> [What the task requires]: For each line below, write it out exactly as it appears.
[[ Information given, beginning ]]
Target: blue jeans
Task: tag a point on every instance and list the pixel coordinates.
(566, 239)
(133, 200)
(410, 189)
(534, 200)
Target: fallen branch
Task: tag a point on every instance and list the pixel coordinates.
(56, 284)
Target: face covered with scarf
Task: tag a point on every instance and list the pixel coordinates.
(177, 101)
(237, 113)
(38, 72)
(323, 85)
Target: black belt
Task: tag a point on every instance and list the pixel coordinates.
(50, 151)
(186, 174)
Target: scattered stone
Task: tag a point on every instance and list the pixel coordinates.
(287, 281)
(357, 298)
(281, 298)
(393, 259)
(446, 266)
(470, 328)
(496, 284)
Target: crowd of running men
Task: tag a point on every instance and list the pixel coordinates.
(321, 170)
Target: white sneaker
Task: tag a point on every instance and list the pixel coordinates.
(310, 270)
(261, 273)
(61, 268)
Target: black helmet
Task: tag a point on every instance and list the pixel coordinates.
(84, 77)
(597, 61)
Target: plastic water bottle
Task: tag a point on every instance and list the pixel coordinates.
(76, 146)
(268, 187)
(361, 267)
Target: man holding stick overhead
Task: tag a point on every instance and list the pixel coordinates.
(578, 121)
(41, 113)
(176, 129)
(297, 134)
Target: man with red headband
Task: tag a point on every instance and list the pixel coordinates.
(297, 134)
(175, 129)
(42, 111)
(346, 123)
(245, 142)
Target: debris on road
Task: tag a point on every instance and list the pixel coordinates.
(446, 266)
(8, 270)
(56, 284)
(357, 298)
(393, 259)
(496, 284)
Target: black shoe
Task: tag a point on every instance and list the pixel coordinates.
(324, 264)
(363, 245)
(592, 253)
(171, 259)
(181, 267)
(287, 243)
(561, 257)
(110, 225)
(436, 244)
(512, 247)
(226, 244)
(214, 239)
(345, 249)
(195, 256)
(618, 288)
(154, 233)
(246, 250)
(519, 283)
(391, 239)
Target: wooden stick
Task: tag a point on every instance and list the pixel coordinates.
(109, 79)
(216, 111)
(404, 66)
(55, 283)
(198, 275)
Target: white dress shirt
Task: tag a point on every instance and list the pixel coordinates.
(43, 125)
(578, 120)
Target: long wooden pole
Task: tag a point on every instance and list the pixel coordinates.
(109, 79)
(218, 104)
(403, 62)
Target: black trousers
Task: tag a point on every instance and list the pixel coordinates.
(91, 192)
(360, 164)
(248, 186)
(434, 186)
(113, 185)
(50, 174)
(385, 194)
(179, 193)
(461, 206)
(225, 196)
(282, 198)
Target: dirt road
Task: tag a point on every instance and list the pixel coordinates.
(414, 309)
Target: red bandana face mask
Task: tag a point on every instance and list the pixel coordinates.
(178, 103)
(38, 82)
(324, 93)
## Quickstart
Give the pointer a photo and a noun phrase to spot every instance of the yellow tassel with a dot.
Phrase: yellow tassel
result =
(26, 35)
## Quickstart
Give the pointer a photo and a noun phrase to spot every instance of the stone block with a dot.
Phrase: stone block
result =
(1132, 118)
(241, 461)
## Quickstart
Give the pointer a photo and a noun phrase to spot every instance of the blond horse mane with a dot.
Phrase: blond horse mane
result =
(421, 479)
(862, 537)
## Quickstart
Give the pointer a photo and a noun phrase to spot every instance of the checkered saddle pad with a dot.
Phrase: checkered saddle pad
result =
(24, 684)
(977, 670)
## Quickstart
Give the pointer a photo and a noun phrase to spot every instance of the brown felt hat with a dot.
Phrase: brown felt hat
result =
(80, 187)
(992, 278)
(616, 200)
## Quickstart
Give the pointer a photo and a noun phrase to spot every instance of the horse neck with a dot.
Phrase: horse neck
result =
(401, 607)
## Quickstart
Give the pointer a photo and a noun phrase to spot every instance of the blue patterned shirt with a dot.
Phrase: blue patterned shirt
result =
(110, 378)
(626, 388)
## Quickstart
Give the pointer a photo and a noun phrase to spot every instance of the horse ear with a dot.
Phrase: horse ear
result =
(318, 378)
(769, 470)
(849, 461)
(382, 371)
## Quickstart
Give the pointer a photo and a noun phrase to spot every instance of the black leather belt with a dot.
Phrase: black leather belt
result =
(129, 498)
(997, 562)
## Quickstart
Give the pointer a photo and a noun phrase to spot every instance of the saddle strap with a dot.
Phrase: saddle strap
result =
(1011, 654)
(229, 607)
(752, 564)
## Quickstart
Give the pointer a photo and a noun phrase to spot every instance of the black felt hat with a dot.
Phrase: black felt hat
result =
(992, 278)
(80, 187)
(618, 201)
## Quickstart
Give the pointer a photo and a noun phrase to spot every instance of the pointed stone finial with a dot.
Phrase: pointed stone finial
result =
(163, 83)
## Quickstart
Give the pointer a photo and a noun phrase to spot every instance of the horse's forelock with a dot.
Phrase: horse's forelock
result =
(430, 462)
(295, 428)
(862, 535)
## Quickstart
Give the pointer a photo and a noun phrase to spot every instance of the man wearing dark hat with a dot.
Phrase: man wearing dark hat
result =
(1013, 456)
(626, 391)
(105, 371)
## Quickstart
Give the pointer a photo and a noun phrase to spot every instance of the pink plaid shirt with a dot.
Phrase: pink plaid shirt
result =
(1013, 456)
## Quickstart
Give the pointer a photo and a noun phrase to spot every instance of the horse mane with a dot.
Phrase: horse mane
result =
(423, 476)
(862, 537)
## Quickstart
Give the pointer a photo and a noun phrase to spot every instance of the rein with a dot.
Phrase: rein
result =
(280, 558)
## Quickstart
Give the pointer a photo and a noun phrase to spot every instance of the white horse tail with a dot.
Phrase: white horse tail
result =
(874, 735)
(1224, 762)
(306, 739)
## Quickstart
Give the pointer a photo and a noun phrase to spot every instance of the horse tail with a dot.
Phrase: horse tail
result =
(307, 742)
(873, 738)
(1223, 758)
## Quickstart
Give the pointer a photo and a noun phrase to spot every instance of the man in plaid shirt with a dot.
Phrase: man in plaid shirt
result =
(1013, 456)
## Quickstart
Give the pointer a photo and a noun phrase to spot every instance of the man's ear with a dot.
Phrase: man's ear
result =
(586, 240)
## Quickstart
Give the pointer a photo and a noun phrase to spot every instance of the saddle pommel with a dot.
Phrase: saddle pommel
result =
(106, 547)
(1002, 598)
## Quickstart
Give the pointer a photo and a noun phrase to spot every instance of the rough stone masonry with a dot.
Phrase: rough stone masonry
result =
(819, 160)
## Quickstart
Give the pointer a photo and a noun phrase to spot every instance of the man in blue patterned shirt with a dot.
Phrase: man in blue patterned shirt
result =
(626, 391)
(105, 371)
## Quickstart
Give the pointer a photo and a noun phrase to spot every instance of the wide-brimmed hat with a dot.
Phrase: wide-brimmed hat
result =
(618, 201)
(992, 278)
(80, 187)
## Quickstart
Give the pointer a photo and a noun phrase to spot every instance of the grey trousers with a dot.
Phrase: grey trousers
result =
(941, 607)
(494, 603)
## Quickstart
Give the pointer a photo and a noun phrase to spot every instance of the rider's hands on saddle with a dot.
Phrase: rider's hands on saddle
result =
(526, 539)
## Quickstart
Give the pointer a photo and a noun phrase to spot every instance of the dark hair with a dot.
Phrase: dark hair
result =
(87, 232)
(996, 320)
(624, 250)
[[ Information given, end ]]
> [Answer space]:
Target: blue jeans
Task: tag a point on every instance and list the pixel coordinates.
(566, 239)
(133, 200)
(410, 189)
(534, 200)
Target: fallen branch
Task: tag a point on every instance and list the pixel coordinates.
(56, 284)
Target: face covered with scarf
Task: tag a point on every instance and list the pixel coordinates.
(177, 101)
(237, 113)
(38, 72)
(323, 85)
Target: black belt
Task: tag a point on every instance and list the pixel coordinates.
(50, 151)
(186, 174)
Target: scattered stone
Task: tag a point on every instance and list the pixel coordinates.
(287, 281)
(357, 298)
(281, 298)
(393, 259)
(446, 266)
(470, 328)
(496, 284)
Target: crowd of running men
Task: tag a point on every instance and list the pixel coordinates.
(321, 170)
Target: white sneaker
Task: tag a point on every instance and list the pixel coordinates.
(310, 270)
(261, 273)
(61, 268)
Target: black helmet
Task: tag a point on every instance and list the pixel coordinates.
(84, 77)
(597, 61)
Target: plastic water bottle
Task: tag a point on every instance and list the pixel coordinates.
(76, 146)
(268, 187)
(361, 267)
Target: man holding stick overhead
Task: tag a point on every instance and list the pixel coordinates.
(578, 121)
(41, 113)
(176, 129)
(297, 134)
Target: man with red headband
Task: tag a point on every instance and list the pixel coordinates.
(297, 134)
(175, 129)
(42, 111)
(346, 123)
(245, 142)
Target: debris on road
Task: tag a point on every instance and list the pixel coordinates.
(446, 266)
(8, 270)
(56, 284)
(357, 298)
(393, 259)
(496, 284)
Target: black shoe
Task: tag a point on every instance and list the pixel coordinates.
(324, 264)
(363, 245)
(592, 253)
(171, 259)
(181, 267)
(287, 243)
(561, 257)
(110, 225)
(436, 244)
(512, 247)
(226, 244)
(214, 239)
(345, 249)
(195, 256)
(618, 288)
(154, 233)
(246, 250)
(519, 283)
(391, 239)
Target: wooden stick
Task: tag a point on every instance and list the pixel coordinates.
(109, 79)
(216, 111)
(404, 66)
(55, 283)
(198, 275)
Target: white dress shirt
Task: tag a point on every instance and list the pixel coordinates.
(43, 125)
(578, 120)
Target: long wooden pole
Task: tag a point on every instance and list the pixel coordinates.
(109, 79)
(218, 104)
(403, 62)
Target: black trousers
Task: tag a point on every instance and list the pixel coordinates.
(91, 192)
(360, 164)
(248, 186)
(434, 186)
(113, 185)
(50, 174)
(385, 194)
(179, 193)
(461, 206)
(225, 196)
(282, 198)
Target: dirt road
Task: tag a point on every instance and list the pixel coordinates.
(414, 309)
Target: red bandana face mask
Task: tag a point on every instance and list the pixel coordinates.
(178, 103)
(38, 82)
(324, 93)
## Quickstart
Give the pointer a photo and a noun phrase to spot every instance of the yellow tassel with a dot.
Phrase: yellow tassel
result =
(26, 35)
## Quickstart
Give the pointer a photo and a noun phrase to spot every instance of the stone block with a dot.
Phrase: stone block
result =
(1132, 118)
(241, 461)
## Quickstart
Give the pointer a photo and a noun phrase to spot every instance of the blond horse mane with a dot.
Phrase: blond horse mane
result =
(421, 479)
(862, 537)
## Quickstart
Give the pointer a photo and a noun phrase to spot every instance of the checkered saddle pad with a dot.
Phrase: checkered saddle pad
result =
(24, 684)
(977, 670)
## Quickstart
Give the pointer a photo and a noun phrase to spot every instance of the brown felt hat with a dot.
Phrase: brown felt hat
result =
(80, 187)
(992, 278)
(616, 200)
## Quickstart
Give the pointer a photo and a noun phrase to spot every instance of the horse neck with a dot.
Phrase: horse neck
result =
(401, 607)
## Quickstart
Give the pointer a photo and a noun phrase to spot every instance of the blue patterned shirt with a dot.
Phrase: blue patterned shirt
result =
(110, 378)
(626, 388)
## Quickstart
Give the pointer a photo and a noun phrase to spot every instance of the horse ear with a dot.
Phrase: horse ear
result =
(318, 378)
(769, 470)
(849, 461)
(382, 371)
## Quickstart
Give the pointer a photo and a noun phrase to spot every instance of the black leather belt with a dot.
Phrase: black leather belt
result =
(129, 498)
(997, 562)
## Quickstart
Give the pointer a photo and a noun phrase to spot every instance of the saddle strap with a dot.
Phrase: saddle strap
result =
(1011, 654)
(229, 607)
(752, 564)
## Quickstart
Give the pointer a photo and a noun phrase to spot every instance of the black felt hat with a dot.
Phrase: black felt hat
result =
(992, 278)
(80, 187)
(618, 201)
## Quickstart
Give the pointer a photo and a noun phrase to spot every instance of the pointed stone finial with a dot.
Phrase: pointed stone finial
result =
(163, 83)
## Quickstart
Give the pointer a photo and a noun phrase to spot every instance of the horse's forelock with a dot.
Phrase: horse's forelock
result =
(430, 462)
(295, 428)
(862, 535)
## Quickstart
Give the pointer a photo and a noun phrase to spot every instance of the man wearing dark hat with a dot.
Phrase: man wearing dark hat
result =
(1013, 456)
(626, 391)
(105, 371)
## Quickstart
Give the pointer a photo and a noun phrase to spot every instance of the pink plaid shirt with a dot.
Phrase: pink plaid shirt
result =
(1013, 456)
## Quickstart
Give the pointer a photo and a noun phrase to spot every instance of the horse mane with a dot.
Phrase: horse mane
result =
(423, 476)
(862, 537)
## Quickstart
Give the pointer a photo and a noun phrase to spot every instance of the rein with a dot.
Phrase: rein
result =
(280, 558)
## Quickstart
Give the pointer a photo and a noun phrase to spot every instance of the white horse tail with a dot.
Phrase: white horse tail
result =
(874, 735)
(1224, 762)
(306, 739)
## Quickstart
Give the pointer a photo and a noun phrase to spot every instance of the horse tail with a dot.
Phrase: horse tail
result =
(307, 742)
(873, 738)
(1223, 758)
## Quickstart
Give the pointer a photo and a noun phrase to spot every instance of the man in plaid shirt with a dot.
Phrase: man in plaid shirt
result =
(1013, 456)
## Quickstart
Give the pointer a photo and a noun phrase to spot every instance of the man's ear with a dot.
Phrase: man's ear
result =
(586, 240)
## Quickstart
Give the pointer a photo and a noun phrase to spot every instance of the saddle pommel with a dot.
Phrase: saddle pommel
result =
(106, 547)
(1002, 598)
## Quickstart
Give the pointer a photo and a noun phrase to spot every instance of the rough stone masonry with a dot.
Phrase: rough stone masonry
result =
(819, 160)
## Quickstart
Give the pointer a photo and a noun phrase to spot every instance of the man in blue patterned shirt with a dot.
Phrase: man in blue patterned shirt
result =
(626, 391)
(105, 371)
## Quickstart
Give the pointer a photo and a noun phrase to spot every instance of the wide-brimmed hat with a dot.
Phrase: wide-brimmed hat
result =
(618, 201)
(992, 278)
(80, 187)
## Quickstart
Give the pointer a photo and a noun phrase to spot every instance of the grey trousers with a dot.
Phrase: grey trousers
result =
(941, 607)
(494, 603)
## Quickstart
Give the pointer a photo and a noun phrase to spot every instance of the rider's hands on saddle with a dot.
Phrase: rider's hands on saddle
result =
(526, 539)
## Quickstart
Give the pointer a photo and a noun phrase to spot every instance of the dark hair with a dot.
Phrase: dark hair
result =
(87, 232)
(996, 320)
(624, 250)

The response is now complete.